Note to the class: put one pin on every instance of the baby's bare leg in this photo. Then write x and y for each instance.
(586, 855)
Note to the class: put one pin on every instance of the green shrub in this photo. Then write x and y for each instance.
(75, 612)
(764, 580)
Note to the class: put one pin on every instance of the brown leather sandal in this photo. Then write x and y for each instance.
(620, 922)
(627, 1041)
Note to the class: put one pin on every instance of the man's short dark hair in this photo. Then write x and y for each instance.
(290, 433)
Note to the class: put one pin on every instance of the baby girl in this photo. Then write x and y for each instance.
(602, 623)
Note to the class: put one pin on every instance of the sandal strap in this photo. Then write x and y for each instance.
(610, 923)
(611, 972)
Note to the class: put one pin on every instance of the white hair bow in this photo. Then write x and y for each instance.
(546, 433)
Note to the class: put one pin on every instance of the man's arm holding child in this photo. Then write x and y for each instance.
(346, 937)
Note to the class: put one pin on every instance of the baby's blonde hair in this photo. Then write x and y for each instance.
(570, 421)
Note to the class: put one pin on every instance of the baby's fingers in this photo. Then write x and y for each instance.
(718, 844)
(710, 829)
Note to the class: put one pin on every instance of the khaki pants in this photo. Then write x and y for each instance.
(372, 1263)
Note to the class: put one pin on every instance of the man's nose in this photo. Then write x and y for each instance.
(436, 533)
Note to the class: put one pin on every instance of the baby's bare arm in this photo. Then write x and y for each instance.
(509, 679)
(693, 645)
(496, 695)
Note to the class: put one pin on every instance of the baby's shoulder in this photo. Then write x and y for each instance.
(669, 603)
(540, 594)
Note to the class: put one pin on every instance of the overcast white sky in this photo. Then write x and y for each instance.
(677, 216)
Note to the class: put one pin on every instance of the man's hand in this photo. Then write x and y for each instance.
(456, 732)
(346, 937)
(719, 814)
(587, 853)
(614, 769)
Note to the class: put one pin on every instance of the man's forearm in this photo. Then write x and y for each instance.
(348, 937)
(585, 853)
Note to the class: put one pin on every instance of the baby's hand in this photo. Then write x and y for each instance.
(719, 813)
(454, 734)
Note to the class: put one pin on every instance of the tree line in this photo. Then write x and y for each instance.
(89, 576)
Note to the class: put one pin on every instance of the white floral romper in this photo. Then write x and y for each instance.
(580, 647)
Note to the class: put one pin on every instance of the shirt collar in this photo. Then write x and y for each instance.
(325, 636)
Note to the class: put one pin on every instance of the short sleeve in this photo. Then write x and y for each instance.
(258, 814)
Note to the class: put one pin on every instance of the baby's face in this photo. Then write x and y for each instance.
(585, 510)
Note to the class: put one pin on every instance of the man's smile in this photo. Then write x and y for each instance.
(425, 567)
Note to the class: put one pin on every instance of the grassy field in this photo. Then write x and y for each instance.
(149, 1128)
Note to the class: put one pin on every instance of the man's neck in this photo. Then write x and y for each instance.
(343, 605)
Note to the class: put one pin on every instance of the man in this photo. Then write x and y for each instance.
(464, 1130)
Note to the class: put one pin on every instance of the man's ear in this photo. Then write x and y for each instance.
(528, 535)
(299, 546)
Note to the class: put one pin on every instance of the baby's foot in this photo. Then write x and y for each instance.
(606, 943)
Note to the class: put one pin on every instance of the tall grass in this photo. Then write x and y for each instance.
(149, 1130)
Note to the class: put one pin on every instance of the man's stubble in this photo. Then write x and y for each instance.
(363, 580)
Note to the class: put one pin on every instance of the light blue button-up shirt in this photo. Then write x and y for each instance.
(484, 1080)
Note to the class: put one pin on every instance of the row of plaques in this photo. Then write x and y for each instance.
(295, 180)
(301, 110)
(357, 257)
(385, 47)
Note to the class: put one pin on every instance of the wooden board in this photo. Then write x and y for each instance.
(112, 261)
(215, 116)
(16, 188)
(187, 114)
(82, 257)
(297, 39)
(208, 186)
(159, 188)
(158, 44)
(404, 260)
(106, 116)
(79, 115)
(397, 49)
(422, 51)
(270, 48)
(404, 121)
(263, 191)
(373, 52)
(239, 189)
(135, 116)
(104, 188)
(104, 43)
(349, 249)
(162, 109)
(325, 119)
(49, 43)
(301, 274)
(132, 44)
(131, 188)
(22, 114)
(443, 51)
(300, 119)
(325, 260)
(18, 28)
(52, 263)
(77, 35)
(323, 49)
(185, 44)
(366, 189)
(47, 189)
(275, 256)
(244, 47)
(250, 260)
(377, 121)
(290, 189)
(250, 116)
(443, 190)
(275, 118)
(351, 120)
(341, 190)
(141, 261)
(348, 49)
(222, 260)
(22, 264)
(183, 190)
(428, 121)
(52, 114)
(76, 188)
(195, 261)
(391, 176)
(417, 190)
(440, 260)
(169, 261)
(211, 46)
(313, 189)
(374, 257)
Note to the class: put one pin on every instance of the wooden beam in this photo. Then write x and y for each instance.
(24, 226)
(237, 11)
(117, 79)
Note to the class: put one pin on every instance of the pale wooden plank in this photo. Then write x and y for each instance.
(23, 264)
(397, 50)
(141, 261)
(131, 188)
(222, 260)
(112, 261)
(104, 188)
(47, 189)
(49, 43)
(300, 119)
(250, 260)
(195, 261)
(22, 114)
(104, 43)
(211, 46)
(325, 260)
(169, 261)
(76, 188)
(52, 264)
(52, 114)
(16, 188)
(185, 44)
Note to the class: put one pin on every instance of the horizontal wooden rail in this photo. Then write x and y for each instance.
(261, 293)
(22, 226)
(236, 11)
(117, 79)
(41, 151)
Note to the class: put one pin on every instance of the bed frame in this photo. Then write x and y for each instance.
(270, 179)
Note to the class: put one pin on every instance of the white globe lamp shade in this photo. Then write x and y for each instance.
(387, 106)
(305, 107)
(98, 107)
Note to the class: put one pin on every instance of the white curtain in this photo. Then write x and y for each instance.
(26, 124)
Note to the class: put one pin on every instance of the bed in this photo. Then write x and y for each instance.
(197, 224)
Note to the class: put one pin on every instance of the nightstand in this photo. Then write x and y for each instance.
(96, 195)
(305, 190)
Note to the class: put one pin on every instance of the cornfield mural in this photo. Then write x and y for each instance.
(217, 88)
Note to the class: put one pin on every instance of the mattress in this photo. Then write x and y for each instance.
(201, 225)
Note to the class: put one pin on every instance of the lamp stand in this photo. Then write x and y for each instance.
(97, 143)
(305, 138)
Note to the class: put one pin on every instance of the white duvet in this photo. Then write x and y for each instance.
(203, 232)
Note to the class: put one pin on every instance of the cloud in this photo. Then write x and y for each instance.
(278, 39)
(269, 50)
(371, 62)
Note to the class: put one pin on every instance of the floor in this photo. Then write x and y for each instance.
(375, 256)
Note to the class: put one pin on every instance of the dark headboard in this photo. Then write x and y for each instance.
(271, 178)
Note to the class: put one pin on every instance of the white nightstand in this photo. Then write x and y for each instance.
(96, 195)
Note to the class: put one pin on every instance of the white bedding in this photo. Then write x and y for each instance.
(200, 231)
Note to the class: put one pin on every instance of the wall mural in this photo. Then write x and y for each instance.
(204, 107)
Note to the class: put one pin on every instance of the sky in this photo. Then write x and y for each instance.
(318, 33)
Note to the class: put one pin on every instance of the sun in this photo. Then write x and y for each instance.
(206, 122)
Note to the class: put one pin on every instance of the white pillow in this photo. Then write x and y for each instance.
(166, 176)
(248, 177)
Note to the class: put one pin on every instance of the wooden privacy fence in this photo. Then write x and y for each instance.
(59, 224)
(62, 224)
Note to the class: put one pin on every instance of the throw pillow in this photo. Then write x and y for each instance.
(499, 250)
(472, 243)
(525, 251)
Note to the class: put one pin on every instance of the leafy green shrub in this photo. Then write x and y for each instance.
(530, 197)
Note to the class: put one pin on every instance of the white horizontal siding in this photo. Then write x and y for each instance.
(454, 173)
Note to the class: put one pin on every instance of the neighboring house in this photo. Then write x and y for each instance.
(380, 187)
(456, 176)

▸ Your goal
Rewrite the stretch from the start of the items through the line that contains "(627, 1041)", with "pin" swapped for "marker" and everything else left as it is.

▸ The result
Note to the class: put one marker on every instance of the baby's bare leg in this photo. Then write x and y for each instance.
(586, 855)
Note to the class: put one marker on every instance of the green shrub in this photo. Then write x and y for each instance.
(75, 612)
(764, 580)
Note to the class: put one marker on every instance of the brown leather sandal in this photo. Then write x and y for each instance.
(620, 922)
(627, 1041)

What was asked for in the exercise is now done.